→ **TAREA 1**
Extrae de los registros la parte que empieza en la línea que contiene "Find the mushroom" y llega hasta el final de los registros, con ambos extremos incluidos. Copia esas líneas sin ningún cambio.

─── TEXTO EXTRAÍDO

En nuestros contemporáneos actúan incesantemente dos pasiones contrarias; sienten la necesidad de ser conducidos y el deseo de permanecer libres. No pudiendo destruir ninguno de estos dos instintos contrarios, se esfuerzan en satisfacerlos ambos a la vez: imaginan un poder único tutelar, poderoso, pero elegido por los ciudadanos, y combinan la centralización con la soberanía del pueblo, dándoles esto algún descanso. Se conforman con tener tutor, pensando que ellos mismos lo han elegido».

Pero quizá haya esbozos, también no teológicos, más antiguos. Ya en Platón, en su República, hay signos de ello. El filósofo habla del hombre embriagado del espíritu tiránico que «ha enloquecido y está alienado, y no sólo a los hombres, sino también a los dioses intenta gobernar y supone que es capaz de ello»; un hombre que es «envidioso, desleal, injusto, carente de amigos, sacrílego, anfitrión y nutridor de toda maldad». Y nos advierte que el caldo de cultivo necesario, desde el punto de vista natural, para la aparición de tal ser, es el estado democrático, a causa de su igualitarismo, relativismo moral y licencia sexual.

Hay una perturbadora actualidad en las palabras de Platon, Tocqueville y de Chesterton, la misma que encontrarán en la fábula de monseñor Robert Hugh Benson que paso a comentarles: El señor del mundo.

──────
─── LOS REGISTROS

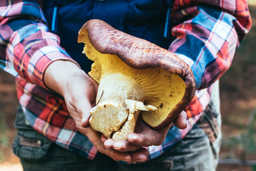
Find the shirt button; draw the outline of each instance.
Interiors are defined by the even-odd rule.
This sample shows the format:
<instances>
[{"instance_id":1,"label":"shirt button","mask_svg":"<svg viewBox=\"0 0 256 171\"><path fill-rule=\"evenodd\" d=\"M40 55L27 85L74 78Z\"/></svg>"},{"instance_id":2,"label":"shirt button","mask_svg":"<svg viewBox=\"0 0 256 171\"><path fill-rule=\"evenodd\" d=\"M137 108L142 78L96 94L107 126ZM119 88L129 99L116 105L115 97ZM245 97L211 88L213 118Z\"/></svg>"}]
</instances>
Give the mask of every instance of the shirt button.
<instances>
[{"instance_id":1,"label":"shirt button","mask_svg":"<svg viewBox=\"0 0 256 171\"><path fill-rule=\"evenodd\" d=\"M25 120L25 124L26 124L26 125L28 125L28 126L29 126L29 125L30 125L30 124L29 124L29 121L28 121L28 120Z\"/></svg>"},{"instance_id":2,"label":"shirt button","mask_svg":"<svg viewBox=\"0 0 256 171\"><path fill-rule=\"evenodd\" d=\"M41 140L38 140L37 141L37 145L41 146L41 145L42 144L42 142L41 142Z\"/></svg>"}]
</instances>

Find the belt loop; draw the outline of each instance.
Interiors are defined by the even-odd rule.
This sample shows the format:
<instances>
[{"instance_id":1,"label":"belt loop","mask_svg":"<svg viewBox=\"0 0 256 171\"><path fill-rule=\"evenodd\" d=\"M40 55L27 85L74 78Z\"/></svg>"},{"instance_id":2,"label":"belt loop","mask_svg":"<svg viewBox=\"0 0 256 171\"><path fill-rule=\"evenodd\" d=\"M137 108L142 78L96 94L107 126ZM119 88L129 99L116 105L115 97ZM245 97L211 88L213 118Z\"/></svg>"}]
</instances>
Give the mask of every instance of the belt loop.
<instances>
[{"instance_id":1,"label":"belt loop","mask_svg":"<svg viewBox=\"0 0 256 171\"><path fill-rule=\"evenodd\" d=\"M167 9L166 14L166 19L165 19L165 30L163 31L163 37L168 38L169 37L169 32L170 32L170 6L168 7Z\"/></svg>"},{"instance_id":2,"label":"belt loop","mask_svg":"<svg viewBox=\"0 0 256 171\"><path fill-rule=\"evenodd\" d=\"M165 24L165 29L163 31L163 37L169 38L170 34L170 11L173 7L173 0L166 0L168 4L168 9L166 13L166 19Z\"/></svg>"},{"instance_id":3,"label":"belt loop","mask_svg":"<svg viewBox=\"0 0 256 171\"><path fill-rule=\"evenodd\" d=\"M53 19L51 21L51 31L52 33L57 33L57 23L58 23L58 7L54 6L53 8Z\"/></svg>"}]
</instances>

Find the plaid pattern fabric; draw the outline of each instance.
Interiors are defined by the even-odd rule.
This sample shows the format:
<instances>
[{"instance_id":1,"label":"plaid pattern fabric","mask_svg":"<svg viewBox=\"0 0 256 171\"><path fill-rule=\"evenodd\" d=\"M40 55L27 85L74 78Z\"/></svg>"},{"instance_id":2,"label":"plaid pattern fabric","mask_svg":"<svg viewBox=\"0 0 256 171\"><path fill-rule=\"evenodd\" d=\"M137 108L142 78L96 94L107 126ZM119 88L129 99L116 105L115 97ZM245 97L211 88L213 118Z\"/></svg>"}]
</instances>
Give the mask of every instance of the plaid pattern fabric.
<instances>
[{"instance_id":1,"label":"plaid pattern fabric","mask_svg":"<svg viewBox=\"0 0 256 171\"><path fill-rule=\"evenodd\" d=\"M229 68L251 25L246 1L175 0L173 5L170 19L177 25L171 33L176 38L169 50L191 66L198 90L185 110L188 128L172 127L162 145L148 147L150 158L181 140L198 120L209 103L210 85ZM63 98L48 91L43 82L51 62L76 61L49 32L37 1L1 1L0 22L0 66L16 77L26 120L51 141L93 159L96 147L77 131Z\"/></svg>"}]
</instances>

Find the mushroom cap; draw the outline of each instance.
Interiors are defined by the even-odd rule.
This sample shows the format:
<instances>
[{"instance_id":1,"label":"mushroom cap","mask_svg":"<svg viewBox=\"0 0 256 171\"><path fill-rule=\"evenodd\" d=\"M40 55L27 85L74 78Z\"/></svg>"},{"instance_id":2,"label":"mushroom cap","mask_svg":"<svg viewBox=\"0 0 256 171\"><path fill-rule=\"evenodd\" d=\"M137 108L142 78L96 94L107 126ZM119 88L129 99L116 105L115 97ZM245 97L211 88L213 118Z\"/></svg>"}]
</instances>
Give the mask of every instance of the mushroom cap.
<instances>
[{"instance_id":1,"label":"mushroom cap","mask_svg":"<svg viewBox=\"0 0 256 171\"><path fill-rule=\"evenodd\" d=\"M96 51L96 53L118 56L121 61L132 68L141 71L155 69L160 71L160 73L167 72L170 74L171 79L175 78L174 81L177 81L178 83L174 83L172 86L173 85L177 86L177 90L180 91L177 93L181 94L181 96L178 101L175 102L168 113L164 115L165 118L155 123L154 120L157 118L154 116L155 110L150 115L146 112L142 113L144 121L153 129L163 129L173 122L194 97L195 81L190 67L173 53L166 49L144 39L116 30L98 19L90 20L82 26L78 33L78 41L85 43L86 46L88 46L89 48L84 51ZM97 58L88 56L88 57L93 61ZM101 68L98 65L98 63L95 61L91 74L89 73L89 75L98 83L100 82L102 74ZM180 88L179 88L180 85ZM172 98L171 95L169 96ZM147 100L147 103L155 106L155 104L151 101L151 100ZM158 102L158 104L160 108L163 107L162 103L159 104Z\"/></svg>"}]
</instances>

──────

→ **TAREA 2**
Prosigue el texto sobre Platón, Tocqueville y Chesterton a partir de su última oración.

→ **RESULTADO 1**
Find the mushroom cap; draw the outline of each instance.
Interiors are defined by the even-odd rule.
This sample shows the format:
<instances>
[{"instance_id":1,"label":"mushroom cap","mask_svg":"<svg viewBox=\"0 0 256 171\"><path fill-rule=\"evenodd\" d=\"M40 55L27 85L74 78Z\"/></svg>"},{"instance_id":2,"label":"mushroom cap","mask_svg":"<svg viewBox=\"0 0 256 171\"><path fill-rule=\"evenodd\" d=\"M137 108L142 78L96 94L107 126ZM119 88L129 99L116 105L115 97ZM245 97L211 88L213 118Z\"/></svg>"}]
</instances>
Give the mask of every instance of the mushroom cap.
<instances>
[{"instance_id":1,"label":"mushroom cap","mask_svg":"<svg viewBox=\"0 0 256 171\"><path fill-rule=\"evenodd\" d=\"M96 51L96 53L118 56L121 61L132 68L141 71L155 69L160 71L160 73L167 72L170 74L171 79L175 78L174 81L177 81L178 83L174 83L172 86L173 85L177 86L177 90L180 91L177 93L181 94L181 96L178 101L175 102L168 113L164 115L165 118L155 123L154 120L157 118L154 116L155 110L150 115L146 112L142 113L144 121L153 129L163 129L173 122L194 97L195 81L190 67L173 53L166 49L144 39L116 30L98 19L90 20L82 26L78 33L78 41L85 43L86 46L88 46L89 48L84 51ZM97 58L88 56L88 57L93 61ZM101 68L98 65L98 63L95 61L91 74L89 73L89 75L98 83L100 82L102 74ZM180 88L179 88L180 85ZM172 98L171 95L169 96ZM147 100L147 103L155 106L155 104L151 101L151 100ZM158 102L158 104L160 108L163 107L162 103L159 104Z\"/></svg>"}]
</instances>

→ **RESULTADO 2**
Escrita a principios del siglo XX, es sin duda la obra más conocida de de su autor. Para el padre Castellani se trata de su obra maestra, «un sombrío poema (…), un libro poderoso, de inspiración miltoniana, escrito por un gran psicólogo. (…). «En ella el autor contempla la transformación del huma­nitarismo moderno en una religión positiva». Una nueva religión secular encarnada en «un misterioso plebeyo de grandeza satánica, Juliano Felsenburg, orador, lingüista, estadista, quien consigue encaramarse fulgurante­ mente sobre el trono del mundo con el título de Presidente de Europa».

La obra mezcla, la profecía, la apología, la teología y la ficción imaginativa. Como bien dice el filósofo Ralph McInenry, «la única forma satisfactoria de reflexionar sobre el fin del mundo es la teología, pero Benson no era un pensador abstracto, sino un novelista, y su relato puede conmovernos como no podría hacerlo ningún argumento abstracto», y así, «Benson puede poner el Apocalipsis ante los ojos de la imaginación de un modo que emociona y edifica».

La trama de la historia se prefigura en el título, y más si el lector es cristiano. Los ecos del libro profético de san Juan resuenan en cada una de sus páginas, aun cuando la obra deja fuera muchas cuestiones, como la de la Bestia Segunda y la de los dos testigos.

Apunta con agudeza el padre James V. Schall, que «el tema de esta novela es notablemente similar al de la encíclica “Spe Salvi” de Benedicto XVI, una de sus grandes encíclicas. Es decir, la novela trata de la futilidad de una utopía de este mundo azuzado con instrumentos de muerte (aborto, eutanasia) y de “vida” sin fin (prolongación de la vida, clonación) que están diseñados para hacerla realidad. En efecto, en una conferencia que pronunció en la Universidad Católica de Milán el 6 de febrero de 1992, Joseph Ratzinger citó “El Señor del Mundo” y el mortífero ambiente universalista e interior que describía».

Es sorprendente la aguda percepción casi profética que muestra Benson en su novela, al captar magistralmente filosofías de vida y agendas de poder que no estaban presentes, al menos de forma expresa, en su tiempo, aunque H. G. Wells ya había escrito en 1901 su obra de no ficción, Anticipaciones de las reacciones al progreso mecánico y científico sobre la vida y el pensamiento humanos, donde con fundamento en un socialismo fabiano, prefiguraba ya un omnipotente gobierno mundial.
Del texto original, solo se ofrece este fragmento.